__REQUIRED ACTIONS__
[1] Echo everything in the airborne transmission interview below from "Reeves: A person" down to "is rather complicated.".
[2] From the airborne transmission interview below, list each test the researchers ran on the golden hamsters.

Healio: Are there many experts who would argue that this new definition is wrong? If so, what would be the basis of their argument?

Reeves: A person might want to make the definition overly complicated by saying, for example, that the particles have to be below a certain size or above a certain size. It's known that the trajectory for larger particles is more falling to the floor and other surfaces, whereas the very small particles stay airborne for up to hours. However, that becomes a distracting discussion because the dynamics of particle size is rather complicated.

Once a large particle is expelled through breathing or speaking forcefully, it can actually shrink in size through evaporation and then become a small particle, but if it lands on a surface or on someone's hands, or if someone sneezes in their hands, and then shake hands with somebody, those are all not considered airborne transmission.

The simple definition — going from one nose to another nose, or one mouth to another mouth through the air — is one that is hard to argue with. Any argument would be getting into how it gets from point A to point B, but what really matters is that it does get from point A to point B through the air.

Healio: What was at the heart of the disagreement about the potential airborne transmission of SARS-CoV-2 early in the pandemic?

Reeves: People, particularly in the West, in the U.S. and in Europe, weren't prepared to think about airborne transmission, which is a two-step process: first, realize that it's a possibility; and second, once you realize that, what do you do about it?

In my research group, we're developing a technology that allows one to map air currents in indoor spaces that are complex. We'll have people moving through the spaces to see how that changes the air currents, and we're able to then map where airborne particles would go, where they would concentrate and how they would disperse.

The problem we run into then is people ask the question, “If you map my space in my building, what do I do if you find a problem?” That's a tough one. There's a moral obligation that's incurred. I think that people become defensive and think that they've created a hazard.

Those are hard questions that go beyond the definition of airborne transmission.

It wasn't until a group of leading aerosol scientists wrote a letter in Nature that asked the authorities to really think about airborne transmission that there was some shift in the thinking — and even then, it took some very crucial experiments. There was evidence of things like choir singing and transmission on cruise ships, but then there was a group that did experiments on golden hamsters because they can transmit and develop the same symptoms as we do from COVID-19. They put the hamsters in cages and did a test where they sprayed SARSs-CoV-2-containing solutions in their food, sprayed the solution right on the nose of the hamsters, and put hamsters next to each other with an air tube connecting their cages.

__RAW DATA__
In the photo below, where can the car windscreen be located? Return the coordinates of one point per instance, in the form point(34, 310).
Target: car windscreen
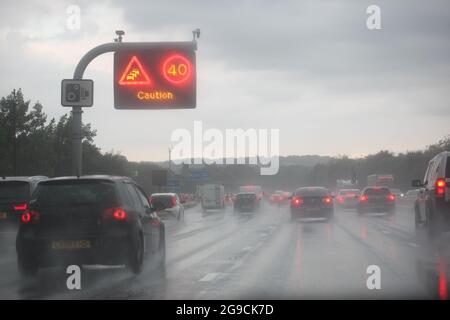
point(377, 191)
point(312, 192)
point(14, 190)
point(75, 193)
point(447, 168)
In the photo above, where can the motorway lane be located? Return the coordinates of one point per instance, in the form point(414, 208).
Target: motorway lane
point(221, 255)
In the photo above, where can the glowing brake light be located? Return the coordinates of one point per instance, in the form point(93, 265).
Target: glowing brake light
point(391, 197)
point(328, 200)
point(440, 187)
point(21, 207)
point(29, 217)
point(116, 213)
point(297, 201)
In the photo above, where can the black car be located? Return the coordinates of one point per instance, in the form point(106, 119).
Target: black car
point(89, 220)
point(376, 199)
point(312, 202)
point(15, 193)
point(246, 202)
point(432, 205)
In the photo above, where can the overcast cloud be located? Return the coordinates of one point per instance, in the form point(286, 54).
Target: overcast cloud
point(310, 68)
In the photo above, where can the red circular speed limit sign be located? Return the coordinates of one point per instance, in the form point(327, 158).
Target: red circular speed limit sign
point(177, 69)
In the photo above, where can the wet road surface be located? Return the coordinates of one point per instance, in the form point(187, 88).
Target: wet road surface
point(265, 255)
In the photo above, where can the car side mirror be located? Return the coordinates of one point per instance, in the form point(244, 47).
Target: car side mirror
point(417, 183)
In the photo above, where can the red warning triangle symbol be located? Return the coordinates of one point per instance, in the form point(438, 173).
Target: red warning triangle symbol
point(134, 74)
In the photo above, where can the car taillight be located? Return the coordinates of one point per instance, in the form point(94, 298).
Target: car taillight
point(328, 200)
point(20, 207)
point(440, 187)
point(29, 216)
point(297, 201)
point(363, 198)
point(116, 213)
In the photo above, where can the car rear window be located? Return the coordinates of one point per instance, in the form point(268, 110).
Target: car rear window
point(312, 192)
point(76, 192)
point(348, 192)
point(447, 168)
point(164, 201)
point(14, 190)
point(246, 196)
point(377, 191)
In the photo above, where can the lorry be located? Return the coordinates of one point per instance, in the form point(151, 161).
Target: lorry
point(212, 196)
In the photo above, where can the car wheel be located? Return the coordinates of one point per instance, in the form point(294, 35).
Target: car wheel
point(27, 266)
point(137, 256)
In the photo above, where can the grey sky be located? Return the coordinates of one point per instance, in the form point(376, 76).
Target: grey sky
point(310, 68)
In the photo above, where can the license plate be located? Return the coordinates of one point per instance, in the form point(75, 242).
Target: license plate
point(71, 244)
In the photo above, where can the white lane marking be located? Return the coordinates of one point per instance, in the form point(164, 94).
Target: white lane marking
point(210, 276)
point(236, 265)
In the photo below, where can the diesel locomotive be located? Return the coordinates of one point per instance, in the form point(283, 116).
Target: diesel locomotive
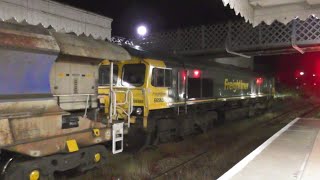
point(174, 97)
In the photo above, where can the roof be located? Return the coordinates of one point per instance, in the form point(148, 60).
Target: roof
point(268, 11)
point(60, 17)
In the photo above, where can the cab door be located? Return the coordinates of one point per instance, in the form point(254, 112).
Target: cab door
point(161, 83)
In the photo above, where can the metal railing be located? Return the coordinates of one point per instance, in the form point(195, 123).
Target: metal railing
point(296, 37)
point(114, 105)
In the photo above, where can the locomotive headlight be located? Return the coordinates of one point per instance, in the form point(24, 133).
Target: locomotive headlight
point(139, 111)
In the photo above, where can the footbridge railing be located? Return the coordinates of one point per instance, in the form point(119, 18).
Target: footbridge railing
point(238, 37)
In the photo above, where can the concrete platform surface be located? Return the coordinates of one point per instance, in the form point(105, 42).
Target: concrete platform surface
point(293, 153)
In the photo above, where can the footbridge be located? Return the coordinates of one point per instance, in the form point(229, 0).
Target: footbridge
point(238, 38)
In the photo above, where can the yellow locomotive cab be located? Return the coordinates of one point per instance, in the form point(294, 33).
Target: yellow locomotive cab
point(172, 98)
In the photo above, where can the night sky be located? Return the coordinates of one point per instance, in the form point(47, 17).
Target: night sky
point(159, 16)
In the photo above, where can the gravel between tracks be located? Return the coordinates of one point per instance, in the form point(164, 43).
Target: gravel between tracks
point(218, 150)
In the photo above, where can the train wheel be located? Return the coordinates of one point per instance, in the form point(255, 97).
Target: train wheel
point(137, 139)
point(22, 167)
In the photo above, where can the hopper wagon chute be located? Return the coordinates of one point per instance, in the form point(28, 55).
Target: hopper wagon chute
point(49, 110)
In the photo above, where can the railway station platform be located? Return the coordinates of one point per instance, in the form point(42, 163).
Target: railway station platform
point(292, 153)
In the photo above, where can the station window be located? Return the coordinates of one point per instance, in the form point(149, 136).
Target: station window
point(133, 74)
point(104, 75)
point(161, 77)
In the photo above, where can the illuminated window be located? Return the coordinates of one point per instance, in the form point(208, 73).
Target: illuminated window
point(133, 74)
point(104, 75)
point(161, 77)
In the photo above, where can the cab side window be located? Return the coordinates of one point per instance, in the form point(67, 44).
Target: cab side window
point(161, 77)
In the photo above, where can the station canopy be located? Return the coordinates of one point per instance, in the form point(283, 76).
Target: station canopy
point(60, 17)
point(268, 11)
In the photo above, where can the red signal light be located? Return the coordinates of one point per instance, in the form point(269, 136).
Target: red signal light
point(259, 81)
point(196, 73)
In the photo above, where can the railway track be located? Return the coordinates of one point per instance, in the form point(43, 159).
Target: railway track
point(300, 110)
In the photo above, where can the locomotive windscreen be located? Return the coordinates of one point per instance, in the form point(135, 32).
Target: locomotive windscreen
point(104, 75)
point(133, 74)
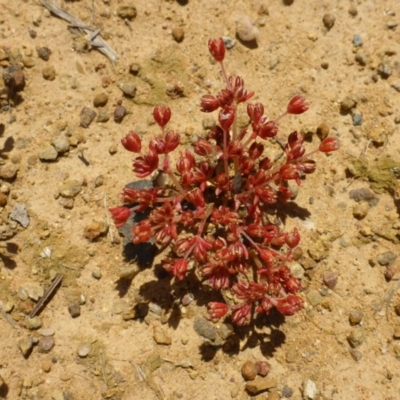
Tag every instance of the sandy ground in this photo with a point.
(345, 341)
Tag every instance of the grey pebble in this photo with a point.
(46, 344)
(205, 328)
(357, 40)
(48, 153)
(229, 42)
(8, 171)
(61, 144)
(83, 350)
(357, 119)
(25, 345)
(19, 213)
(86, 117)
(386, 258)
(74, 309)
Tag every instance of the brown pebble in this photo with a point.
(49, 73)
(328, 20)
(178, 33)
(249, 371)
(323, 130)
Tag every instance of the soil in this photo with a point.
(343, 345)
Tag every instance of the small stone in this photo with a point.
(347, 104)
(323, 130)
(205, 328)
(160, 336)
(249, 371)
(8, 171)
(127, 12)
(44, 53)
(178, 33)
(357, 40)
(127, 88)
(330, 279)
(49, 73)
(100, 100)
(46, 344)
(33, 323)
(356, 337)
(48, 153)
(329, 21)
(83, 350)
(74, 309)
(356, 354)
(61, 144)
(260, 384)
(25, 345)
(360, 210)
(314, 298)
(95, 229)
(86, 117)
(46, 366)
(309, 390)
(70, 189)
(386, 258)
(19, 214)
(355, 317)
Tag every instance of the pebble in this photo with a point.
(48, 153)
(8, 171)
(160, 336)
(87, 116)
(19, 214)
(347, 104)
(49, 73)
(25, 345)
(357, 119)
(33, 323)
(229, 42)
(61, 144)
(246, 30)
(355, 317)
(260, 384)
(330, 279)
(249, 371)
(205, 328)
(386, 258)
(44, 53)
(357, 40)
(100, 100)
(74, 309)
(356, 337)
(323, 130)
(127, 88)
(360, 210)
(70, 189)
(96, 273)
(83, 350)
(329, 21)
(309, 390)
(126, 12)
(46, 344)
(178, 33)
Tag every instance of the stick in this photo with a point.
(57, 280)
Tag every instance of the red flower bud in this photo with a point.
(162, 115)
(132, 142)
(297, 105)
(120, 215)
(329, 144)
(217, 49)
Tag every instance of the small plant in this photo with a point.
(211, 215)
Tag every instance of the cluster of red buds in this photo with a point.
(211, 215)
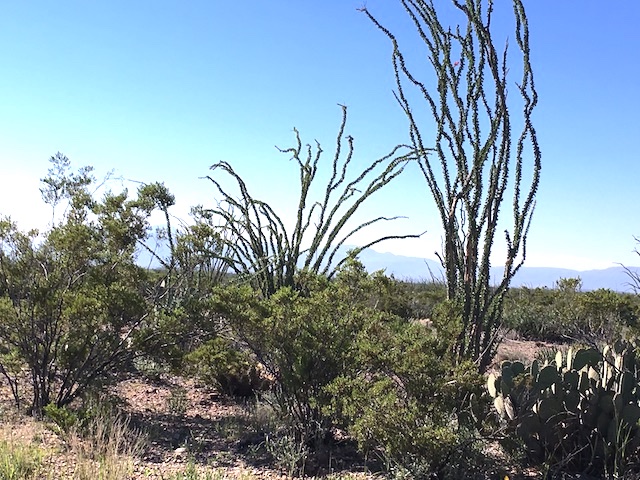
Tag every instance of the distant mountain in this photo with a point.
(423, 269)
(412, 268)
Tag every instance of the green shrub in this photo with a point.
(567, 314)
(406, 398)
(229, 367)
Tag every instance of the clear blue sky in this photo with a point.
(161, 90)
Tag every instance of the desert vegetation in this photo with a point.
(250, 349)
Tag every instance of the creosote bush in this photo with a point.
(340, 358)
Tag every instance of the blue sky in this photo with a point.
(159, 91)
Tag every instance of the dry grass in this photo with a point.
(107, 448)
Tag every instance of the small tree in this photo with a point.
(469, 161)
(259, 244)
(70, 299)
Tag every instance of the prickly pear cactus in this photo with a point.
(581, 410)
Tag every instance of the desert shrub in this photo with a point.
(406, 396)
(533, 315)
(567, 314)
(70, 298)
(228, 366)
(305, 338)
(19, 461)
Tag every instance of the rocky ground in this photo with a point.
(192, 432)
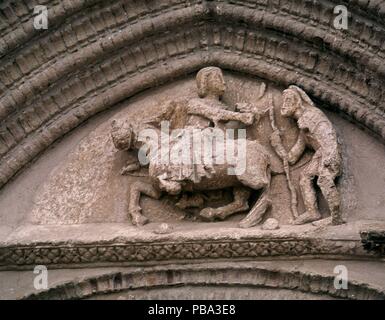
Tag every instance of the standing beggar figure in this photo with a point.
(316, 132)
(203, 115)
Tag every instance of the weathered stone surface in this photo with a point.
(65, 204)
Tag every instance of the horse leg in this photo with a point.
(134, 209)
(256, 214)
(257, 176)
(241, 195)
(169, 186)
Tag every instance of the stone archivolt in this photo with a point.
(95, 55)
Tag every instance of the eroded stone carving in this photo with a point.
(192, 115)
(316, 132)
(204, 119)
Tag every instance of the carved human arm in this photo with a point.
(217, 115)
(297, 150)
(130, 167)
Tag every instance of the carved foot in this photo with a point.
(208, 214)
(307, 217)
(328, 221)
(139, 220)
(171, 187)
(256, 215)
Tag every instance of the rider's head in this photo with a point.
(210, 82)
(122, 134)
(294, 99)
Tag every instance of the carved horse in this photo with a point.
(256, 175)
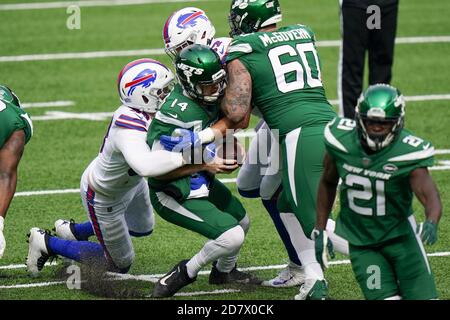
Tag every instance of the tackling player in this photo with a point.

__LIST OF ANSWERS__
[1]
Reeves: A person might want to make the definition overly complicated by saying, for example, that the particles have to be below a certain size or above a certain size. It's known that the trajectory for larger particles is more falling to the floor and other surfaces, whereas the very small particles stay airborne for up to hours. However, that becomes a distracting discussion because the dynamics of particle size is rather complicated.

[2]
- Sprayed SARS-CoV-2-containing solutions in the hamsters' food
- Sprayed the solution right on the hamsters' noses
- Put hamsters next to each other with an air tube connecting their cages